▶ **TASK STATEMENT**:
Your response should be a copy of each line in the listing below that includes the word "rear".

▶ **DATA SUPPLIED**:
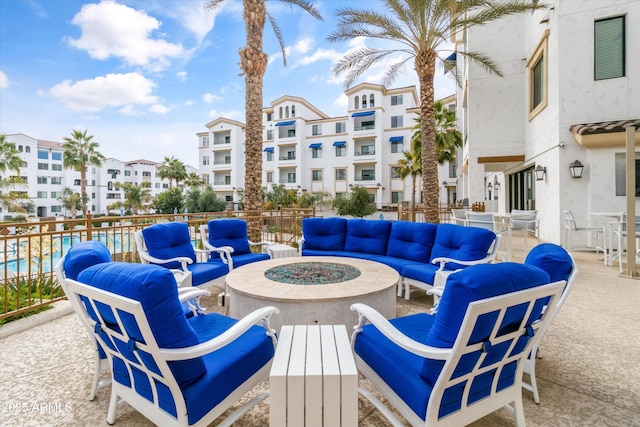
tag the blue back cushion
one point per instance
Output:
(411, 240)
(83, 255)
(463, 243)
(472, 284)
(169, 240)
(553, 259)
(230, 232)
(367, 236)
(324, 234)
(156, 289)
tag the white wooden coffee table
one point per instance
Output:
(313, 379)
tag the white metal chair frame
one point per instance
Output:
(145, 258)
(228, 250)
(162, 356)
(511, 397)
(189, 295)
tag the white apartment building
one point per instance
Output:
(46, 178)
(571, 87)
(306, 150)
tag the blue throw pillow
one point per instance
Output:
(472, 284)
(324, 234)
(411, 240)
(367, 236)
(169, 240)
(83, 255)
(229, 232)
(156, 289)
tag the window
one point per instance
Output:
(397, 146)
(537, 66)
(609, 49)
(621, 174)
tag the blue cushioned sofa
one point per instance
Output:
(416, 250)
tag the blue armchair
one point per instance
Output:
(465, 362)
(173, 370)
(231, 235)
(169, 245)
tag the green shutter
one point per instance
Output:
(609, 48)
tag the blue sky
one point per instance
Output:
(144, 76)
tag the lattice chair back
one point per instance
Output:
(165, 365)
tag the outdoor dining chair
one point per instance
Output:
(465, 362)
(173, 370)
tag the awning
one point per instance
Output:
(363, 113)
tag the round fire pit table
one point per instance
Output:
(312, 290)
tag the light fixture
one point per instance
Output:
(576, 169)
(540, 172)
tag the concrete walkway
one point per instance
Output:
(589, 373)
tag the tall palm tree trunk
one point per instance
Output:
(425, 65)
(253, 63)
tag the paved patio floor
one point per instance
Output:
(589, 374)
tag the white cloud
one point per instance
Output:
(112, 90)
(111, 29)
(4, 80)
(210, 98)
(159, 109)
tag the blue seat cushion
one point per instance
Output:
(397, 367)
(325, 234)
(226, 369)
(472, 284)
(83, 255)
(169, 240)
(367, 236)
(411, 240)
(229, 232)
(156, 289)
(461, 243)
(202, 272)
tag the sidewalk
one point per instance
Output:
(588, 374)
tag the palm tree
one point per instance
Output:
(10, 160)
(421, 29)
(172, 169)
(79, 152)
(71, 200)
(253, 64)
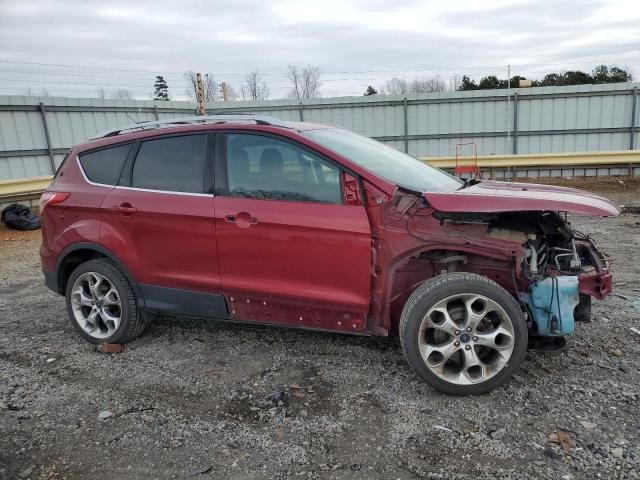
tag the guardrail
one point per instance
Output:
(538, 166)
(550, 165)
(27, 190)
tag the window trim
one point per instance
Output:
(207, 178)
(222, 182)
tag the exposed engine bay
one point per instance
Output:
(555, 257)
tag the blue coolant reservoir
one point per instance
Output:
(552, 302)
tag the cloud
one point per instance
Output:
(355, 43)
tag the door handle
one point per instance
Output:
(242, 219)
(124, 209)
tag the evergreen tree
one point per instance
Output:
(162, 90)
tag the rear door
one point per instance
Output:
(161, 218)
(291, 251)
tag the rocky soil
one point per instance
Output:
(203, 399)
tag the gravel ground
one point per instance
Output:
(204, 399)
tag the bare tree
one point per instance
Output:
(208, 83)
(305, 83)
(395, 86)
(254, 87)
(122, 94)
(428, 85)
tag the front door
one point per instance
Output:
(161, 218)
(291, 252)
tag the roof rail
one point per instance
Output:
(218, 118)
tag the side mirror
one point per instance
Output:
(351, 191)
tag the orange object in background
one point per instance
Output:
(462, 168)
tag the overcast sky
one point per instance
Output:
(72, 48)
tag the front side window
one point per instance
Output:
(268, 168)
(174, 164)
(104, 166)
(384, 161)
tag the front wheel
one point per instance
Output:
(101, 304)
(463, 333)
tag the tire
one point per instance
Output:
(101, 304)
(486, 356)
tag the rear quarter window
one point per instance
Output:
(104, 166)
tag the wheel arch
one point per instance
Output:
(76, 254)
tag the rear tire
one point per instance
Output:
(463, 333)
(101, 303)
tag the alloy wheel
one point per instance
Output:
(96, 305)
(466, 339)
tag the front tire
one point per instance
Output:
(463, 333)
(101, 303)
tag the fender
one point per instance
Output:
(74, 247)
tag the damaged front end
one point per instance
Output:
(557, 272)
(552, 269)
(563, 270)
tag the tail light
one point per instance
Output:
(52, 198)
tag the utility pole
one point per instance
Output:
(508, 104)
(200, 96)
(225, 91)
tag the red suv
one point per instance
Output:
(252, 219)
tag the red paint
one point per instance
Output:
(294, 254)
(490, 196)
(164, 239)
(346, 267)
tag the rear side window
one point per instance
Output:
(104, 166)
(174, 164)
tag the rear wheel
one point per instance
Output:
(101, 304)
(463, 333)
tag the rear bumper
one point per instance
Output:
(51, 281)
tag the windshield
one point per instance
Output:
(384, 161)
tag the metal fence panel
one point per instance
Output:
(534, 120)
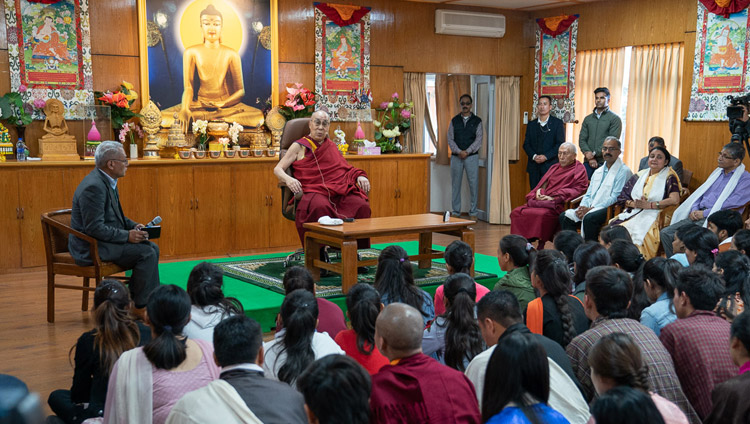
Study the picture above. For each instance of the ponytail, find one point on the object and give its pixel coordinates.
(299, 313)
(463, 338)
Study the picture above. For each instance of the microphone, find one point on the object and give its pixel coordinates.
(155, 221)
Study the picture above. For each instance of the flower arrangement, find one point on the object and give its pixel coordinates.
(120, 103)
(200, 128)
(394, 119)
(300, 102)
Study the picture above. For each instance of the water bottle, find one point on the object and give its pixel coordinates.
(20, 150)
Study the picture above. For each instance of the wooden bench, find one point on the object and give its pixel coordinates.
(345, 237)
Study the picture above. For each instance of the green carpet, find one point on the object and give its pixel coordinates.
(263, 305)
(269, 273)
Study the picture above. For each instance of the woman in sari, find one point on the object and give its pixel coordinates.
(644, 196)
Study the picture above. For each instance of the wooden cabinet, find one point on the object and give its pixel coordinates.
(208, 207)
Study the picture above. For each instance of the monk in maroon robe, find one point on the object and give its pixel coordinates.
(330, 185)
(564, 181)
(415, 388)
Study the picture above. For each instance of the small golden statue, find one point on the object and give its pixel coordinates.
(57, 144)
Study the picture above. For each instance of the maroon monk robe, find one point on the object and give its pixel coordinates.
(418, 389)
(329, 186)
(540, 218)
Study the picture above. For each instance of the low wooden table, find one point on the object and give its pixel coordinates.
(345, 237)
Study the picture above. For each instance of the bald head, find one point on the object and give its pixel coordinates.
(399, 331)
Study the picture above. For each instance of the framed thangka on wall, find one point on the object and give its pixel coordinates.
(209, 59)
(342, 61)
(49, 52)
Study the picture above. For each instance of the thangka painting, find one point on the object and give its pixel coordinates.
(342, 61)
(555, 64)
(208, 59)
(720, 67)
(49, 52)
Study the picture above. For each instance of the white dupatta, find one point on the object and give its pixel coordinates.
(639, 221)
(684, 209)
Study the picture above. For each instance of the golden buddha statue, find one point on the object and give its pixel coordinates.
(212, 79)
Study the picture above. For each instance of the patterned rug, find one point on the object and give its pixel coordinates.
(269, 273)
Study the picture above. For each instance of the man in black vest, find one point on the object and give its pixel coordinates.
(544, 136)
(465, 135)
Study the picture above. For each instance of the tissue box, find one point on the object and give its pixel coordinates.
(362, 150)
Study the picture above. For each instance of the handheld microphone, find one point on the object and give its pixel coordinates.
(155, 221)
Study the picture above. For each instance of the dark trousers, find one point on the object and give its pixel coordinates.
(592, 223)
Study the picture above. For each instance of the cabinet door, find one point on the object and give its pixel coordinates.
(175, 205)
(10, 236)
(212, 191)
(413, 186)
(37, 195)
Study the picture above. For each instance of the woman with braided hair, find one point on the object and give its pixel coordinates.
(615, 360)
(555, 313)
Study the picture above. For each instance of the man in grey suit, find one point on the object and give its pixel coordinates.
(97, 212)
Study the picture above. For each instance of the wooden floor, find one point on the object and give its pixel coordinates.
(38, 352)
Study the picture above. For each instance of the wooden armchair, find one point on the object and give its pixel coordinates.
(56, 228)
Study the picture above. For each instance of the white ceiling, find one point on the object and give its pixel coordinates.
(510, 4)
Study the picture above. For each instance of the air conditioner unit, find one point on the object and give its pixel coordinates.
(471, 24)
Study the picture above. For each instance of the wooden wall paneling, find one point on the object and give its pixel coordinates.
(10, 248)
(36, 197)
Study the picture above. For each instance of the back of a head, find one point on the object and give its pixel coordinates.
(610, 289)
(299, 314)
(298, 277)
(237, 340)
(566, 241)
(617, 357)
(520, 369)
(459, 256)
(168, 312)
(400, 325)
(589, 255)
(726, 219)
(363, 305)
(626, 405)
(519, 249)
(701, 285)
(500, 306)
(337, 390)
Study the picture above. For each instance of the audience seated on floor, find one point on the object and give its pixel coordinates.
(394, 281)
(362, 308)
(625, 405)
(515, 255)
(538, 219)
(627, 257)
(458, 258)
(587, 256)
(96, 352)
(241, 394)
(337, 390)
(454, 338)
(556, 313)
(698, 341)
(724, 224)
(659, 275)
(416, 388)
(330, 317)
(729, 399)
(146, 382)
(734, 267)
(728, 187)
(615, 360)
(297, 344)
(644, 197)
(516, 387)
(499, 316)
(608, 292)
(210, 306)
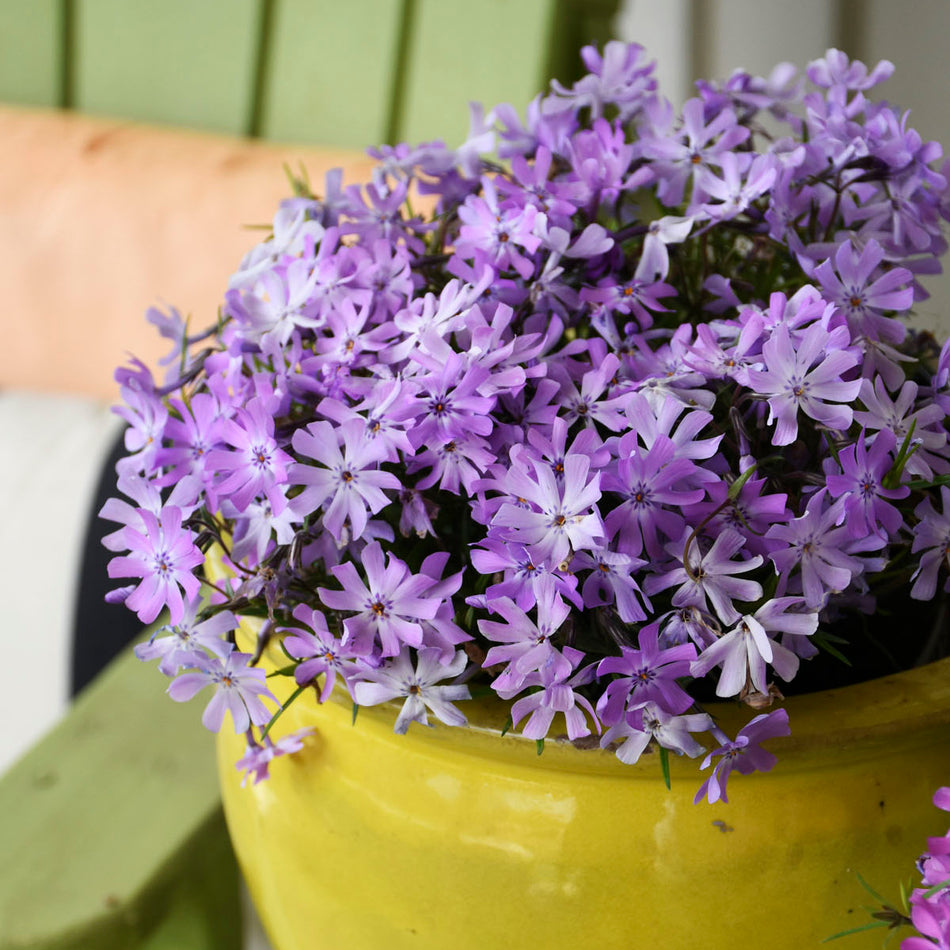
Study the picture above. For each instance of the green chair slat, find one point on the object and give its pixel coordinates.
(111, 829)
(178, 62)
(330, 71)
(31, 67)
(497, 51)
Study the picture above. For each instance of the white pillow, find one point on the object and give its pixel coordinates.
(53, 450)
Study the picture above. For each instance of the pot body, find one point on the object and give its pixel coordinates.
(462, 838)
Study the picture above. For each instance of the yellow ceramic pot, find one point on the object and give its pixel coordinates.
(460, 838)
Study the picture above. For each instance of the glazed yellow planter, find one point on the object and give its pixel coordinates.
(460, 838)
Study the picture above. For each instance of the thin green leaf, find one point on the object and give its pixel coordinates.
(280, 711)
(871, 890)
(665, 766)
(873, 925)
(937, 887)
(283, 671)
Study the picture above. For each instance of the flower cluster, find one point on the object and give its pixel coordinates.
(930, 903)
(628, 419)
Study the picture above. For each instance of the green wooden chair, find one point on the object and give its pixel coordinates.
(111, 831)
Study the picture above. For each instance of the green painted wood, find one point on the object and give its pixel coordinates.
(111, 832)
(330, 71)
(179, 62)
(30, 44)
(579, 23)
(497, 51)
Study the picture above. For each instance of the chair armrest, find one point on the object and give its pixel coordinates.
(111, 828)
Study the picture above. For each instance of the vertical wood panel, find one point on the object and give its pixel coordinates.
(331, 68)
(755, 36)
(496, 52)
(664, 31)
(30, 40)
(172, 61)
(913, 36)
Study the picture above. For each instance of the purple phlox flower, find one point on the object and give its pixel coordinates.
(609, 582)
(724, 297)
(348, 485)
(647, 674)
(526, 645)
(278, 303)
(255, 530)
(932, 536)
(147, 497)
(861, 483)
(739, 186)
(651, 722)
(345, 338)
(836, 70)
(709, 579)
(744, 755)
(673, 420)
(750, 513)
(390, 278)
(620, 76)
(664, 374)
(654, 263)
(146, 416)
(555, 449)
(654, 485)
(897, 415)
(556, 694)
(520, 573)
(164, 555)
(297, 229)
(188, 638)
(715, 357)
(340, 272)
(591, 402)
(930, 903)
(907, 224)
(745, 650)
(688, 624)
(174, 328)
(562, 516)
(600, 158)
(320, 652)
(479, 141)
(380, 217)
(635, 296)
(419, 685)
(194, 430)
(416, 513)
(442, 632)
(806, 375)
(557, 199)
(440, 315)
(455, 464)
(388, 609)
(255, 465)
(863, 301)
(816, 544)
(696, 147)
(258, 756)
(385, 412)
(498, 229)
(239, 689)
(449, 403)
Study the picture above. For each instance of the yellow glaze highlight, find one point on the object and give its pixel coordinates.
(458, 838)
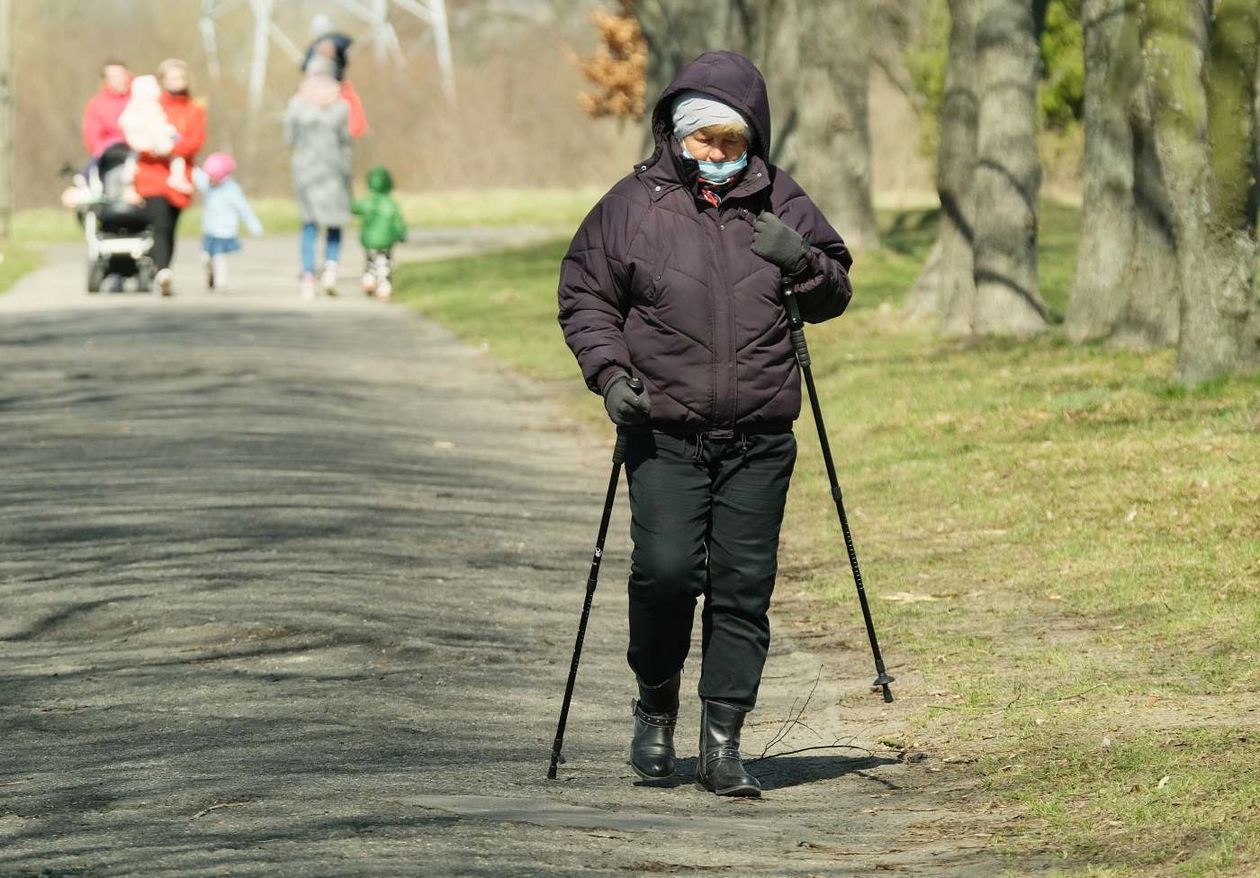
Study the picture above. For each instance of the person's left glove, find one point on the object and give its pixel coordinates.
(774, 241)
(625, 407)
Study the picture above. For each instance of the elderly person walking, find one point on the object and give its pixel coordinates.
(674, 277)
(316, 127)
(164, 175)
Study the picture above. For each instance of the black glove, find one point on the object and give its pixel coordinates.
(625, 407)
(774, 241)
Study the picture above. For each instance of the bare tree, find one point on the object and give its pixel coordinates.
(815, 57)
(945, 291)
(1125, 287)
(1201, 62)
(1008, 169)
(833, 155)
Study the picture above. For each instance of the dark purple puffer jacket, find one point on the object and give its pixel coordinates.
(663, 285)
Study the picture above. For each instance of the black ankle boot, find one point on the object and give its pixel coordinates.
(655, 713)
(718, 767)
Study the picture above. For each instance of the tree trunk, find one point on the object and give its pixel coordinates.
(1108, 221)
(833, 149)
(1008, 170)
(945, 291)
(1125, 286)
(1205, 140)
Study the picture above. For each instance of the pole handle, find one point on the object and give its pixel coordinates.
(619, 450)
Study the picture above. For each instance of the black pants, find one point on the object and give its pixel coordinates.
(704, 520)
(164, 216)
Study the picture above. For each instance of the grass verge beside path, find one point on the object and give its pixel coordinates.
(1062, 548)
(15, 261)
(562, 208)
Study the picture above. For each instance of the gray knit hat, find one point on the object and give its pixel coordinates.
(696, 110)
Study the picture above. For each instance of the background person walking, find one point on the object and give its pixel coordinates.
(383, 227)
(224, 209)
(316, 127)
(101, 115)
(163, 200)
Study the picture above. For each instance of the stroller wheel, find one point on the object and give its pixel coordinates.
(95, 275)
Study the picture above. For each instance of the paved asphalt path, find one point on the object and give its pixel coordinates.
(290, 588)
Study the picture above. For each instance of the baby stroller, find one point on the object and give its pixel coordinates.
(115, 222)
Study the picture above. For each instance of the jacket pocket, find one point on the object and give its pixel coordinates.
(659, 263)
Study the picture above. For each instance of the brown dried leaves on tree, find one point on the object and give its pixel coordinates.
(618, 68)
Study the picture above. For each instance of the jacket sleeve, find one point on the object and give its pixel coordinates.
(91, 129)
(358, 120)
(192, 135)
(400, 226)
(290, 124)
(592, 299)
(823, 290)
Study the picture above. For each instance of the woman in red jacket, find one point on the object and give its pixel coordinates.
(153, 173)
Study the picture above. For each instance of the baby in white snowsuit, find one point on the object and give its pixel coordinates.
(148, 130)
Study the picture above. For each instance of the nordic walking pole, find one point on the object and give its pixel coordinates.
(619, 455)
(796, 328)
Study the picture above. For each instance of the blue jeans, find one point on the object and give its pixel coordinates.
(332, 246)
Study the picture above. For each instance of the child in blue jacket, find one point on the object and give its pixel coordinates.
(224, 208)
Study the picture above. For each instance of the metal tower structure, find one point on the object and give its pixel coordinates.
(374, 15)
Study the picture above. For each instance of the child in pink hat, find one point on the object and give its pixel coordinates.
(223, 212)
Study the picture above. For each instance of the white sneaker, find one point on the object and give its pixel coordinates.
(165, 280)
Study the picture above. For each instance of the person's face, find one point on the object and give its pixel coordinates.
(116, 78)
(175, 78)
(706, 145)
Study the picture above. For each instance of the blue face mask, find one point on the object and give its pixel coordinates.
(718, 171)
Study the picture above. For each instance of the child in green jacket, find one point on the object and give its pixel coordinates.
(383, 227)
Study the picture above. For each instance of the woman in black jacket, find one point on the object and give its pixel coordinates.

▶ **YOUR SOLUTION**:
tag the rear door
tag the rear quarter window
tag the rear tire
tag the rear side window
tag the rear wheel
tag the rear bumper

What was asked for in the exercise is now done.